> **Consigne A**:
Répondez à ces questions sur le texte consacré à la tenue des artistes :
(i) De quoi l'artiste qui avait tout misé sur ses seins avait-elle fini par se plaindre ?
(ii) Contre quoi une autre artiste avait-elle menacé de porter plainte ?
(iii) De quoi Nayanka Bell s'excusait-elle ?

> **Texte fourni**:

---------------

Sinon, je ne vois pas trop le lien entre son talent artistique et sa manière de se vêtir, mais enfin ! En tout cas, une artiste qui avait tout misé sur ses seins avait fini par se plaindre de ce que les journalistes se focalisaient sur sa poitrine. Une autre avait menacé de porter plainte contre un journal qui avait illustré sa Une avec une image d’elle, lors de sa prestation, dans un pantalon tellement serré qu’il laissait deviner ses attributs. Tout cela rend nostalgique de l’époque où Nayanka Bell s’excusait de s’être produite dans une tenue trop sexy. Personne ne lui en avait pourtant fait la remarque. Au contraire, un animateur incitait nos artistes à imiter ce genre d’accoutrement, à en montrer un peu beaucoup.

---------------

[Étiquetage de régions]
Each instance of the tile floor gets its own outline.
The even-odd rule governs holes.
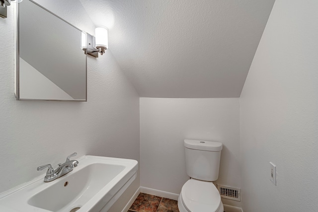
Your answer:
[[[179,212],[175,200],[141,193],[127,212]]]

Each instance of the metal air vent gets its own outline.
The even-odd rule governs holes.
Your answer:
[[[240,201],[240,189],[220,185],[217,187],[222,198]]]

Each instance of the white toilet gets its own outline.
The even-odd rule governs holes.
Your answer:
[[[187,174],[178,199],[180,212],[223,212],[221,196],[212,181],[218,179],[222,143],[184,140]]]

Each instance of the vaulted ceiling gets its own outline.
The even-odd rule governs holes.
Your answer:
[[[142,97],[238,97],[274,0],[80,0]]]

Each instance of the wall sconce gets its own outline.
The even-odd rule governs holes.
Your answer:
[[[13,1],[14,0],[11,0]],[[0,0],[0,17],[5,18],[7,16],[6,7],[10,4],[10,0]]]
[[[103,27],[96,28],[95,29],[95,36],[82,33],[81,49],[85,54],[98,58],[98,53],[103,55],[108,48],[107,29]]]

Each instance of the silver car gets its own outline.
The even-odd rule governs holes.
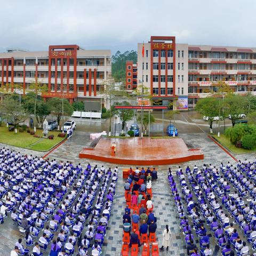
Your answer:
[[[52,131],[53,129],[58,127],[58,123],[57,120],[48,120],[48,131]]]

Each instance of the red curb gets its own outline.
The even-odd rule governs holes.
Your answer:
[[[230,154],[224,147],[221,145],[220,143],[214,140],[211,136],[208,135],[208,138],[211,139],[215,143],[216,143],[220,148],[221,148],[225,152],[226,152],[229,156],[232,157],[236,162],[238,162],[238,161],[231,154]]]
[[[54,147],[53,148],[51,149],[51,150],[49,151],[46,155],[45,155],[43,157],[43,158],[45,158],[46,156],[47,156],[49,155],[50,155],[53,151],[55,150],[57,148],[58,148],[60,145],[63,144],[66,140],[67,140],[67,138],[63,140],[59,144],[58,144],[57,146]]]

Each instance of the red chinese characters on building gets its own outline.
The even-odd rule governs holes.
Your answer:
[[[159,50],[170,50],[173,49],[173,45],[169,43],[154,43],[153,49]]]
[[[73,56],[72,51],[51,51],[52,57],[67,57],[70,58]]]

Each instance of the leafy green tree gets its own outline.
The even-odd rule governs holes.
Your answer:
[[[256,124],[256,111],[251,112],[247,116],[247,119],[248,120],[248,124]]]
[[[144,125],[144,128],[145,129],[145,133],[147,132],[147,129],[148,128],[148,126],[149,124],[153,124],[156,122],[155,119],[155,117],[152,115],[151,113],[149,113],[149,116],[148,114],[146,114],[143,116],[143,125]],[[139,122],[141,122],[141,116],[139,115],[137,117],[137,121]]]
[[[24,107],[29,114],[35,114],[35,97],[36,94],[34,92],[29,92],[26,95],[24,100]],[[35,117],[38,124],[38,127],[41,128],[46,116],[51,114],[51,110],[48,102],[43,101],[41,96],[38,96],[37,99]]]
[[[84,111],[84,103],[82,101],[73,102],[72,107],[74,108],[74,111]]]
[[[200,99],[196,106],[196,110],[203,116],[208,117],[210,131],[212,133],[212,124],[214,117],[219,114],[219,103],[216,98]]]
[[[63,114],[64,116],[70,116],[74,112],[74,109],[66,99],[59,98],[52,98],[49,101],[50,109],[52,115],[56,117],[58,123],[58,130],[60,130],[60,123],[62,117],[62,101]],[[63,124],[62,124],[63,125]]]
[[[256,97],[251,93],[247,93],[245,97],[245,104],[246,106],[244,114],[250,114],[256,110]]]
[[[34,83],[31,83],[29,85],[29,90],[31,92],[34,92],[35,94],[34,105],[34,118],[36,119],[36,103],[38,94],[41,94],[43,92],[47,92],[47,91],[48,90],[48,86],[46,84],[41,84],[41,83],[39,83],[38,82],[35,82]],[[36,132],[36,120],[34,121],[34,130],[35,132]]]
[[[229,139],[232,144],[241,141],[243,137],[246,134],[245,126],[242,124],[236,124],[234,127],[230,127],[226,130],[225,135]]]
[[[116,102],[115,105],[119,106],[131,106],[129,102],[123,101],[121,103]],[[116,109],[115,113],[119,116],[122,123],[122,133],[123,133],[123,130],[127,121],[131,120],[133,117],[133,111],[132,109]]]
[[[17,127],[19,124],[25,122],[28,114],[22,105],[17,107],[17,102],[10,97],[6,97],[0,105],[0,111],[5,117],[7,122],[13,124],[15,132],[17,132]]]
[[[243,96],[230,94],[224,98],[226,111],[230,115],[232,126],[234,127],[236,121],[241,118],[241,114],[245,111],[246,101]]]
[[[255,147],[255,140],[254,139],[254,138],[252,135],[245,135],[242,139],[243,148],[246,149],[251,149],[253,147]]]
[[[125,81],[125,68],[127,60],[137,62],[137,52],[134,51],[126,51],[121,53],[117,51],[116,54],[112,56],[112,76],[116,82]]]

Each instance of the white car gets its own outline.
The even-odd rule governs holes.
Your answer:
[[[203,117],[203,119],[205,121],[207,121],[209,119],[209,117],[204,116],[204,117]],[[223,119],[223,117],[222,116],[220,117],[220,119],[221,120]],[[218,116],[214,116],[213,117],[213,121],[219,121],[219,117]]]
[[[241,114],[240,115],[238,115],[238,118],[242,118],[242,119],[244,119],[246,116],[244,114]],[[228,115],[228,118],[229,119],[231,119],[231,115]]]
[[[76,128],[76,122],[73,120],[68,120],[65,122],[63,125],[63,129],[61,127],[61,130],[63,130],[63,132],[66,133],[70,128],[72,128],[73,130],[75,130]]]

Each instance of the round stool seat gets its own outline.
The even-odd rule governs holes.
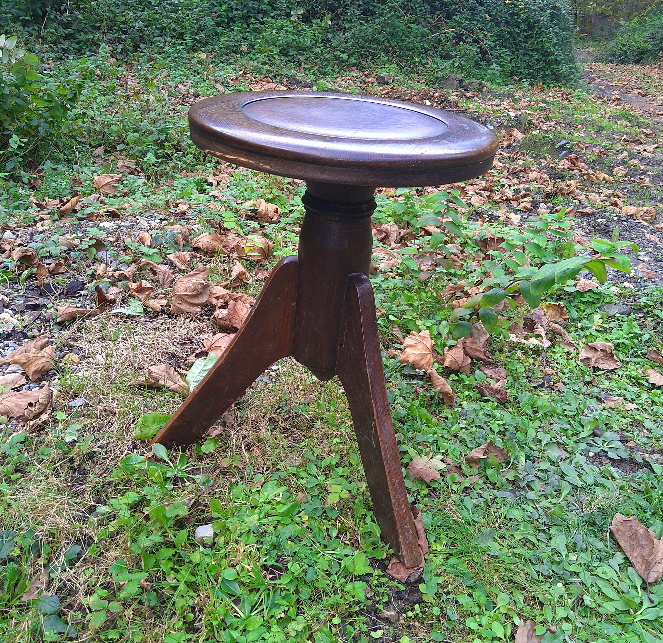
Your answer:
[[[241,92],[189,110],[191,137],[224,161],[269,174],[381,187],[440,185],[490,169],[497,138],[452,112],[312,92]]]

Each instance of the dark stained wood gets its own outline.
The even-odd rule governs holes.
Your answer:
[[[302,199],[306,214],[299,233],[293,354],[318,379],[330,380],[336,371],[345,277],[369,273],[375,201],[373,188],[329,194],[324,187],[307,183]],[[353,200],[343,202],[344,196]]]
[[[230,345],[152,444],[192,444],[267,368],[291,354],[297,266],[295,256],[274,266]]]
[[[336,364],[350,403],[373,512],[383,537],[406,567],[422,562],[387,396],[369,278],[349,275]]]
[[[493,165],[497,138],[434,107],[352,94],[240,92],[189,110],[194,143],[231,163],[327,183],[440,185]]]

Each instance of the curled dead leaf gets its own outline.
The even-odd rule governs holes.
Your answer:
[[[615,514],[610,531],[643,581],[657,583],[663,578],[663,539],[634,516]]]
[[[148,386],[151,388],[158,388],[162,386],[173,393],[187,395],[189,392],[188,385],[184,377],[172,366],[166,364],[148,366],[145,369],[144,377],[130,382],[129,386]]]
[[[588,342],[580,349],[579,359],[587,368],[614,370],[621,366],[613,352],[613,344],[607,342]]]
[[[429,331],[411,330],[402,343],[403,352],[398,359],[401,364],[411,364],[418,370],[426,372],[433,368],[433,340]]]

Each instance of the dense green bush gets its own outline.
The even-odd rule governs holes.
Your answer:
[[[452,72],[573,82],[566,0],[15,0],[5,21],[58,53],[103,41],[113,55],[240,54],[268,70],[396,65],[429,80]],[[1,23],[0,23],[1,24]],[[43,25],[43,27],[42,27]]]
[[[663,56],[663,2],[627,23],[610,44],[609,62],[656,62]]]

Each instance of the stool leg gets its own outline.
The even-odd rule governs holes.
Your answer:
[[[369,278],[347,277],[336,370],[345,390],[373,511],[406,567],[423,561],[398,457]]]
[[[274,267],[233,341],[152,444],[192,444],[265,369],[292,354],[298,265],[293,255]]]

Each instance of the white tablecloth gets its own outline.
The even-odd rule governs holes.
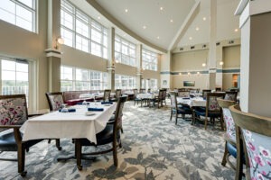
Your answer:
[[[190,107],[194,106],[206,106],[206,100],[204,100],[202,97],[196,97],[196,98],[190,98],[185,99],[182,97],[177,97],[178,104],[184,104],[189,105]]]
[[[75,105],[75,112],[53,112],[28,120],[21,127],[23,133],[23,141],[37,139],[79,139],[87,138],[97,143],[96,134],[105,129],[117,104],[109,106],[100,103],[91,103],[89,107],[104,108],[102,112],[93,112],[95,114],[87,116],[86,105]]]
[[[154,99],[155,97],[155,95],[157,96],[156,94],[141,93],[136,95],[136,98],[137,99]]]

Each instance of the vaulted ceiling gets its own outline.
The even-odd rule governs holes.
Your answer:
[[[208,43],[210,0],[70,0],[132,41],[165,52]],[[217,40],[240,37],[234,12],[239,0],[217,0]]]

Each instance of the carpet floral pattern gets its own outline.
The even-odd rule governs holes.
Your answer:
[[[26,153],[26,177],[18,175],[16,162],[0,161],[0,179],[234,179],[234,171],[220,165],[224,140],[219,126],[205,130],[203,125],[192,126],[181,118],[175,125],[167,106],[140,107],[127,102],[123,129],[117,167],[108,153],[93,161],[82,160],[83,169],[79,171],[73,159],[57,161],[74,153],[70,140],[61,140],[61,151],[54,142],[44,140]]]

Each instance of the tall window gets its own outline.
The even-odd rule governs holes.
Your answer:
[[[0,19],[36,32],[36,0],[1,0]]]
[[[61,66],[61,91],[104,90],[107,87],[107,73]]]
[[[135,89],[136,76],[115,75],[116,89]]]
[[[67,46],[107,58],[107,29],[66,0],[61,1],[61,37]]]
[[[115,58],[120,63],[136,67],[136,44],[116,36]]]
[[[28,109],[33,111],[32,62],[25,59],[0,57],[1,94],[24,94]]]
[[[158,54],[146,50],[142,50],[142,67],[148,70],[157,70]]]

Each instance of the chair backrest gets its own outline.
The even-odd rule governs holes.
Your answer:
[[[210,91],[211,91],[210,89],[203,89],[202,90],[202,97],[206,98],[207,97],[207,94],[210,93]]]
[[[104,90],[103,101],[109,101],[110,100],[110,94],[111,94],[111,89],[105,89]]]
[[[139,93],[145,93],[145,89],[140,89]]]
[[[138,89],[134,89],[134,97],[136,98],[138,94]]]
[[[0,95],[0,125],[22,125],[27,121],[25,94]]]
[[[245,140],[247,179],[270,179],[271,118],[241,112],[238,105],[229,110],[237,125],[238,150],[242,148],[238,141]]]
[[[236,102],[237,101],[237,95],[238,95],[237,91],[227,91],[224,99]]]
[[[208,112],[218,113],[221,112],[219,105],[218,98],[224,99],[225,94],[223,93],[208,93],[206,97],[206,114]]]
[[[117,140],[118,130],[122,128],[122,111],[127,96],[120,96],[117,100],[117,104],[115,112],[115,122],[114,122],[114,136]]]
[[[169,94],[170,94],[170,98],[171,98],[172,108],[177,109],[177,98],[176,98],[177,93],[174,91],[171,91],[171,92],[169,92]]]
[[[118,98],[121,96],[121,89],[116,89],[116,98]]]
[[[179,97],[190,97],[190,91],[179,91],[178,96]]]
[[[57,111],[64,104],[63,94],[61,92],[57,93],[46,93],[47,101],[49,104],[50,111]]]
[[[234,101],[218,99],[219,105],[222,108],[223,118],[226,123],[226,135],[227,140],[230,140],[231,143],[236,144],[236,131],[235,123],[232,119],[232,115],[229,109],[229,106],[234,105]]]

---------------

> **Consigne B**:
Reproduisez à l'identique les lignes fournies, de la toute première jusqu'à celle qui contient "[[[240,201],[240,189],[220,185],[217,187],[222,198]]]", ces deux lignes comprises. Laissez les images de côté.

> **Réponse rédigée A**:
(i) Elle se plaignait de ce que les journalistes se focalisaient sur sa poitrine.
(ii) Elle avait menacé de porter plainte contre un journal qui avait illustré sa Une avec une image d'elle, lors de sa prestation, dans un pantalon tellement serré qu'il laissait deviner ses attributs.
(iii) Elle s'excusait de s'être produite dans une tenue trop sexy.

> **Réponse rédigée B**:
Each instance of the tile floor gets its own outline.
The even-odd rule governs holes.
Your answer:
[[[179,212],[175,200],[141,193],[127,212]]]

Each instance of the metal air vent gets its own outline.
The even-odd rule governs holes.
Your answer:
[[[240,201],[240,189],[220,185],[217,187],[222,198]]]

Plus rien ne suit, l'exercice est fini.